=== SUPPLIED TEXT ===

That works if the electrical supply authority will provide a seperate supply. But there are times when they don't. Also, some metros are holding the owner responsible for unpaid electrical bills run up by tenants.

----------


## TJFASA

The best thing to do is to install a private prepaid meter after the municple meter. Transfer the municple account from the tenant to the landlord. Then the tenant has to pay the landlord for all electricity consumed. The landlord inturn pays the munciplality and there is never any outstanding electrical bills.

----------


## duncan drennan

> The best thing to do is to install a private prepaid meter after the municple meter. Transfer the municple account from the tenant to the landlord. Then the tenant has to pay the landlord for all electricity consumed. The landlord inturn pays the munciplality and there is never any outstanding electrical bills.


Okay, I misunderstood. So you actually have a normal municipal account and the prepaid meter piggy backs onto that? How does that work exactly?

----------


## TJFASA

You cant remove the munciple meter but you can turn the premises into your own private prepaid system if the premises is being rented. This means that the landlord has the munic account in his name and the tenant has to pay the landlord in advance for electricity.

The landlord installs a prepaid meter after the munic meter and issues the tenant with unique recharge tokens. Tokens are programed to that meter only and are only obtainable from the landlord.

If the landlord lives in a different location, once payment is received he can SMS, Email or fax the token to his tenant.

=== DATA PROVIDED ===

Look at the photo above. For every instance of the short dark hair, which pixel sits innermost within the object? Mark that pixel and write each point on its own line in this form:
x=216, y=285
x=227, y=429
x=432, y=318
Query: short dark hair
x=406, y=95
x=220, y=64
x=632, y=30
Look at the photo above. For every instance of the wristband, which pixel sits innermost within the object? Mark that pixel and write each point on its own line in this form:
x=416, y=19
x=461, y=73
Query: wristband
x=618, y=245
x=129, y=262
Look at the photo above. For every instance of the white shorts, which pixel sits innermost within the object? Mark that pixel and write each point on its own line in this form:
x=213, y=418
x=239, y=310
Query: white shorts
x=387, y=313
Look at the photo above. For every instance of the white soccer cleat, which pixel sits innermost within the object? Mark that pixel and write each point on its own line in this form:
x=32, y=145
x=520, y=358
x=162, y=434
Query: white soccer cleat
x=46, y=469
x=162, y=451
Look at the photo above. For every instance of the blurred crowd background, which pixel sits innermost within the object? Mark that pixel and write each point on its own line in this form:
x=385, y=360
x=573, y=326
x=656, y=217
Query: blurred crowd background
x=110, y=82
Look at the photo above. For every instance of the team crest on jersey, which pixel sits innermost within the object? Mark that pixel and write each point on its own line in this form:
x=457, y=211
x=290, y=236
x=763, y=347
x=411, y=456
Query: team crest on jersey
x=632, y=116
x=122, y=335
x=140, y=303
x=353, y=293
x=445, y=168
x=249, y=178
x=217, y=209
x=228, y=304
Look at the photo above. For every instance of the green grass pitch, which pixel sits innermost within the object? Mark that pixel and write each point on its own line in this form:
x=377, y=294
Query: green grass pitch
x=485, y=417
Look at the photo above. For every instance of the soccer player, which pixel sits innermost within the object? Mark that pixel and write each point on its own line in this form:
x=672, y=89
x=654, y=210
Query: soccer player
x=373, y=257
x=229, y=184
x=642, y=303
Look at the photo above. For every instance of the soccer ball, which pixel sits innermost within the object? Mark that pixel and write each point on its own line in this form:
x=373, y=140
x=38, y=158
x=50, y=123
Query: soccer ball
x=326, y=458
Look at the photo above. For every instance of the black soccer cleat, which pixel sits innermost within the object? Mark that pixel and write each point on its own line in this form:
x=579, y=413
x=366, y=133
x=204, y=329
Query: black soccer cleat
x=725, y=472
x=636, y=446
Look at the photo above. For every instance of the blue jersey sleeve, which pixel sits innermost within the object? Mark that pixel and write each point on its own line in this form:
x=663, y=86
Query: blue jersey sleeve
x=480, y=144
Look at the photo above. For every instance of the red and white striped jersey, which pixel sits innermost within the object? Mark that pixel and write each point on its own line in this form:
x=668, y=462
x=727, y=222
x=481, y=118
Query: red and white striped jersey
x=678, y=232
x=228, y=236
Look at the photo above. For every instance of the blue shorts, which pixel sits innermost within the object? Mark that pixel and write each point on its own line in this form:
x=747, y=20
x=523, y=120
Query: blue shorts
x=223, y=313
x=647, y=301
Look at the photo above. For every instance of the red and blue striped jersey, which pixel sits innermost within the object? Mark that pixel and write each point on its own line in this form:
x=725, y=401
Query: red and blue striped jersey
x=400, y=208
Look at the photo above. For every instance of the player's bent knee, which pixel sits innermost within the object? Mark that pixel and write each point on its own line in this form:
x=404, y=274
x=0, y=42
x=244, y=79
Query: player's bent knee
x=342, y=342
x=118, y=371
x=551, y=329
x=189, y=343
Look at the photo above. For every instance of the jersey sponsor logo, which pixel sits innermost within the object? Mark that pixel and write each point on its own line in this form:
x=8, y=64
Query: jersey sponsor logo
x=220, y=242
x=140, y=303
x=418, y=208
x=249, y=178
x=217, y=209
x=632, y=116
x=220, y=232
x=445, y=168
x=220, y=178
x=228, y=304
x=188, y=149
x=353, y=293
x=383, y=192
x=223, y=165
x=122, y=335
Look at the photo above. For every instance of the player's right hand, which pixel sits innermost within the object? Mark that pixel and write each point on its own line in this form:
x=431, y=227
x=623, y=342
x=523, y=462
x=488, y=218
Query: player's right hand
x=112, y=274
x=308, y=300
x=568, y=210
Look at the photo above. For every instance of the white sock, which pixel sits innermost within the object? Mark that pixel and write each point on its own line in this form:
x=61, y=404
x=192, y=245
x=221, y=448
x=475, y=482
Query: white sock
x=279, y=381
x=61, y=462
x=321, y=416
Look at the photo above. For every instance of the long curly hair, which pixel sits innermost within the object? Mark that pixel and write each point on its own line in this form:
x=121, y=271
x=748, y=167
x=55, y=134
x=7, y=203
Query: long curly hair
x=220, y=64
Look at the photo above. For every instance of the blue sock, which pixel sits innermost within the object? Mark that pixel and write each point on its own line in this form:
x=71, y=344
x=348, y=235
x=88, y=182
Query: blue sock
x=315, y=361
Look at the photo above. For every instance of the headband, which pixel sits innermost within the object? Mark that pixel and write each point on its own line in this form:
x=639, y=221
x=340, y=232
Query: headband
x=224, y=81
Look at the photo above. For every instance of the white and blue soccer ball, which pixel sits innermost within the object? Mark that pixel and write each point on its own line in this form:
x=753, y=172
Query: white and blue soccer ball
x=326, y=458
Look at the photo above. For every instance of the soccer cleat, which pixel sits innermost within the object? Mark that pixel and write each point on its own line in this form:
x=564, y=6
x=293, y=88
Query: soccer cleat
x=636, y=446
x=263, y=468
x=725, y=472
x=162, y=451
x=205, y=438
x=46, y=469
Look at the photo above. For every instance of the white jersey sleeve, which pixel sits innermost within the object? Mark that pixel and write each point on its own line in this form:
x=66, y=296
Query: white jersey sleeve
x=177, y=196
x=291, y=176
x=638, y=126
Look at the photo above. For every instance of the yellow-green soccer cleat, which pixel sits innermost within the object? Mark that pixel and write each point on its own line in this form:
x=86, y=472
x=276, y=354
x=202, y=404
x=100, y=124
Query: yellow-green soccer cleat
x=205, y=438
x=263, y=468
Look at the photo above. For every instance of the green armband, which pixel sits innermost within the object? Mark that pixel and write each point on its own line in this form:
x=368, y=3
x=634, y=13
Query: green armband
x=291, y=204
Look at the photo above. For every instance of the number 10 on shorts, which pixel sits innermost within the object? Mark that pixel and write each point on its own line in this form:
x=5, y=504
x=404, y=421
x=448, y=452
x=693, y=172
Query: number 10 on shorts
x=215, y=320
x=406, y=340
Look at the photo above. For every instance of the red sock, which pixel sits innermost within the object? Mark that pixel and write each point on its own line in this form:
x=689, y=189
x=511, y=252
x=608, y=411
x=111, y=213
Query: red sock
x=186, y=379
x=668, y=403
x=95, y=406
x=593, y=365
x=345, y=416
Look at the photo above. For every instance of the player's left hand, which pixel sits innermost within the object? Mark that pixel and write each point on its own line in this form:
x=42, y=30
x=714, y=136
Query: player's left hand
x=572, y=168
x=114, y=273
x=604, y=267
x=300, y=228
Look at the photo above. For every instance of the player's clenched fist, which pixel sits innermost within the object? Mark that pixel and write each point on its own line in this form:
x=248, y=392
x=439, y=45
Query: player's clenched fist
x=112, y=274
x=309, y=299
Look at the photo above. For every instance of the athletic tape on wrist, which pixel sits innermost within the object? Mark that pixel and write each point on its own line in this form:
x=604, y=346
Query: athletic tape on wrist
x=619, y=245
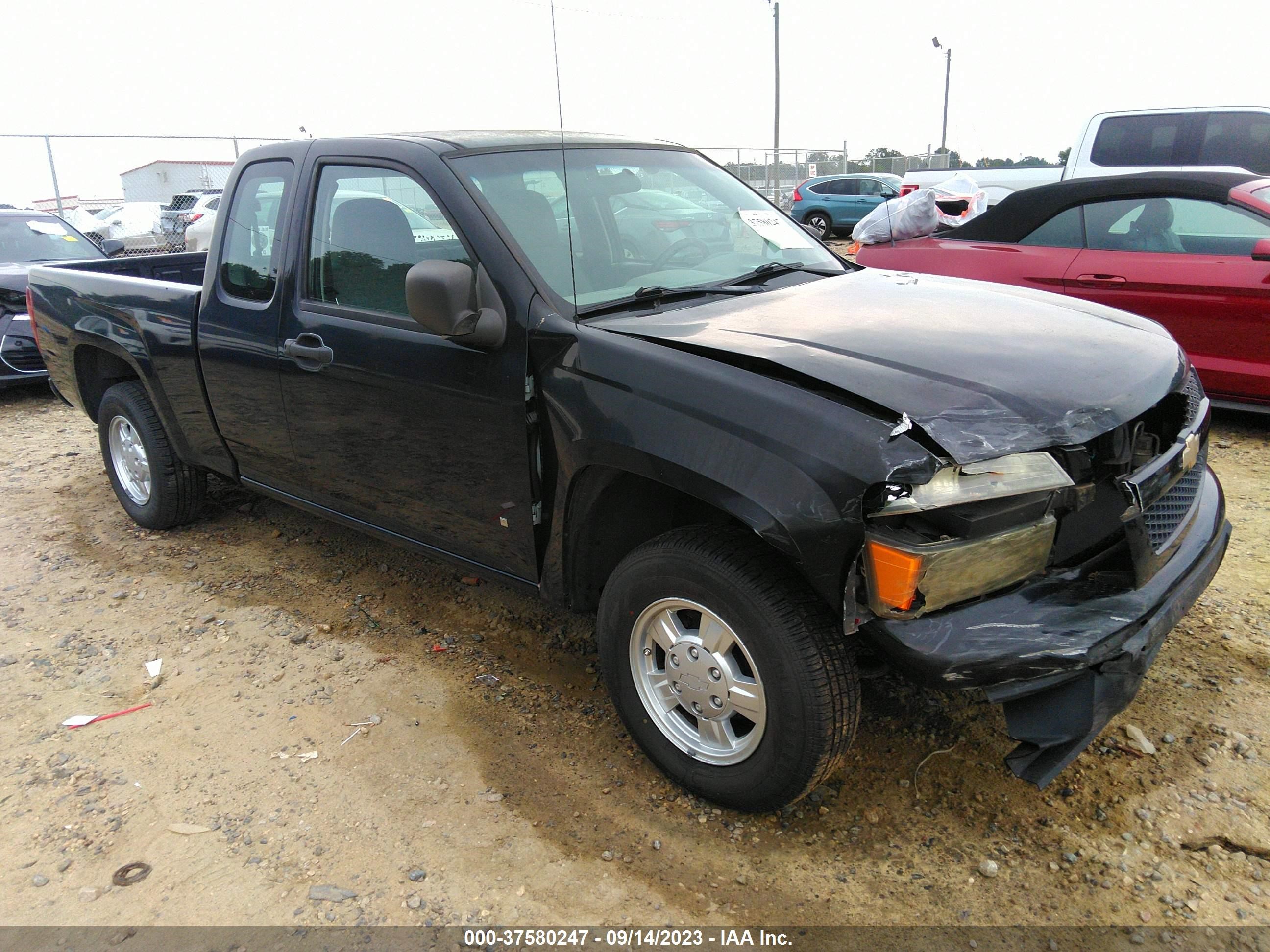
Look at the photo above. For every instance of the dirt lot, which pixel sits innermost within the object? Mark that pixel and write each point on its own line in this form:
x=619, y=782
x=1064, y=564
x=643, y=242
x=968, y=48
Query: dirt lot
x=525, y=803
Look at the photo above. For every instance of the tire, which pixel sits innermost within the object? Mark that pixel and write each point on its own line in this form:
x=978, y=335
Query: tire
x=799, y=663
x=822, y=222
x=173, y=492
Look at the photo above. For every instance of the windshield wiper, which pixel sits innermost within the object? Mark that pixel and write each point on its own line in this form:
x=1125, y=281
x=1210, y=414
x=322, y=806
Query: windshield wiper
x=773, y=268
x=657, y=294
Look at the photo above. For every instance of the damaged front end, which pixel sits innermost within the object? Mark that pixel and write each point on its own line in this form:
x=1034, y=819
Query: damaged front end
x=1050, y=579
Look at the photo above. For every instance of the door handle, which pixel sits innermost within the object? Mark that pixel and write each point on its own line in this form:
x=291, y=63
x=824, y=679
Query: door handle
x=1100, y=281
x=309, y=352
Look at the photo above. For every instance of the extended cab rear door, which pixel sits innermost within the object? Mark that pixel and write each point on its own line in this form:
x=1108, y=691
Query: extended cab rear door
x=398, y=428
x=238, y=325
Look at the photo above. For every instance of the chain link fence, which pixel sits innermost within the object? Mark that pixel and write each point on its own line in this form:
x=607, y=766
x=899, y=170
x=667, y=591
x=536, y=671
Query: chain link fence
x=160, y=193
x=149, y=193
x=757, y=169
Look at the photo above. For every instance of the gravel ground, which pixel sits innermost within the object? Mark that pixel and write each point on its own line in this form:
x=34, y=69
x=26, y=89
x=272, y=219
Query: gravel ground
x=522, y=801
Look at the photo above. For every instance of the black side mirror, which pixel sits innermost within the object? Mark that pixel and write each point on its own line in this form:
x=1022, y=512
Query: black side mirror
x=445, y=297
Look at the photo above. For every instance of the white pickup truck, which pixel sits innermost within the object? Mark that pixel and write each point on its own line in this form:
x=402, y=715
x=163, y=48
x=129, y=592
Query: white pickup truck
x=1222, y=139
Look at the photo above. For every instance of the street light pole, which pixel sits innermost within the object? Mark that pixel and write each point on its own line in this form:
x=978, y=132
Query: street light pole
x=777, y=101
x=948, y=76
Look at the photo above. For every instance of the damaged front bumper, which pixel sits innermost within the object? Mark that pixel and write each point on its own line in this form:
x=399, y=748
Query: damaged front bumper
x=1066, y=653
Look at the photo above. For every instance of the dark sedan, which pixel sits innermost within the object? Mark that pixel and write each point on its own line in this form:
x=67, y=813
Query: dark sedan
x=27, y=239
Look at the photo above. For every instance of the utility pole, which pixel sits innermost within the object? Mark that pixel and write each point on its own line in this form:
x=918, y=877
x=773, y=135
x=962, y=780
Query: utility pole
x=948, y=75
x=777, y=107
x=52, y=170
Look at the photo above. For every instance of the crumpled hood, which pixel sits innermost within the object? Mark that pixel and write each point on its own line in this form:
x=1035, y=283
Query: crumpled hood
x=983, y=368
x=13, y=277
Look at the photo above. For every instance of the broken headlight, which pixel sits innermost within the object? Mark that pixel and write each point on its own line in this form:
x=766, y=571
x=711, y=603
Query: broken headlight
x=973, y=483
x=981, y=543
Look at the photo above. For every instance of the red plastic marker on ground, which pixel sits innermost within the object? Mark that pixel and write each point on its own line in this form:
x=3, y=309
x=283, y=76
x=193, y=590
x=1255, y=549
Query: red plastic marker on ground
x=82, y=720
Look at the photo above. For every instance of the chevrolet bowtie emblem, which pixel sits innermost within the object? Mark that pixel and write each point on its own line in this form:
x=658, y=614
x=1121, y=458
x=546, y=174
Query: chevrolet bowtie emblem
x=1191, y=453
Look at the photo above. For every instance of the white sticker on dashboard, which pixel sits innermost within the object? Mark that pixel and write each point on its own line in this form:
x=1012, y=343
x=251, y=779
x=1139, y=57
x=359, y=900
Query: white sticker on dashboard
x=46, y=228
x=775, y=228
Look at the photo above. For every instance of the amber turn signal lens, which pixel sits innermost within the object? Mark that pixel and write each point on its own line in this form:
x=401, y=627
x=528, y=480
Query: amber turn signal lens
x=893, y=574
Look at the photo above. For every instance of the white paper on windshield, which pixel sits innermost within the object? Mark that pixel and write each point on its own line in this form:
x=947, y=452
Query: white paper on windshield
x=46, y=228
x=774, y=228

===

**EXERCISES**
1. Return everything in the thread on prepaid electricity meters from "Okay, I misunderstood." down to "to his tenant.".
2. In the thread on prepaid electricity meters, how can a landlord who lives in a different location get the recharge token to the tenant?
3. Carry the thread on prepaid electricity meters forward from its last post.

**WRITTEN RESPONSES**
1.
Okay, I misunderstood. So you actually have a normal municipal account and the prepaid meter piggy backs onto that? How does that work exactly?

----------


## TJFASA

You cant remove the munciple meter but you can turn the premises into your own private prepaid system if the premises is being rented. This means that the landlord has the munic account in his name and the tenant has to pay the landlord in advance for electricity.

The landlord installs a prepaid meter after the munic meter and issues the tenant with unique recharge tokens. Tokens are programed to that meter only and are only obtainable from the landlord.

If the landlord lives in a different location, once payment is received he can SMS, Email or fax the token to his tenant.

2. Once payment is received, the landlord can send the token by SMS, email, or fax.

3.
The Tenant punches the number on the token into the keypad of the meter and energizes the meter for the value of the token. Tokens are sold in differnt amounts such as R50.00 , R100.00 etc.

A third party can also collect revenue from tenants and issue the tokens on behalf of a Landlord- Revenue Management.

----------


## duncan drennan

Where exactly do you (the landlord) get the tokens from?

----------


## TJFASA

We supply the meter and sell the tokens to the landlord for R2.00 each. The landlord nominates the values he wants on his tokens. Usually they buy 100 tokens at a time which lasts that meter several months. When the tenant buys electricity from the landlord say for a value of R 100.00 he will also be charged R2.00 for the cost of the token.

----------


## TJFASA

We supply the meter and the tokens to the landlord. When the tokens run out only the landlord can purchase them from us.

----------


## duncan drennan

TJ, I think that is a really cool system. When we were considering renting out out granny flat, I found out about putting in a prepaid meter there, but *shucks*, it would have be _really_ expensive (new cables, municipality, bla-de-bla). Your solution would be *perfect*.

I think it is a really useful service to offer to landlords who don't want to go through the schlep of installing a whole new cable for a granny flat. I'm not sure how difficult it is to have a prepaid meter installed into a house and connected to the municipality's system, so there may even be scope for landlord's renting out whole houses?

Do you have a website?

----------


## entoserv

This is very nice but I see a problem here. What stops people from bypassing the meter.

----------


## TJFASA

You cant bypass the meter without physically cutting into the live wires and going around the meter. The problem is the landlord will detect a drop in consumption and may come and investigate. 

The meters themselves are sealed and once opened cannot be resealed without showing evidence of tampering. 

Some meters also have tamper latches built into them. If the meter is opened it senses this and shuts down electricity. The landlord then has to recode the meter in order for it to operate again.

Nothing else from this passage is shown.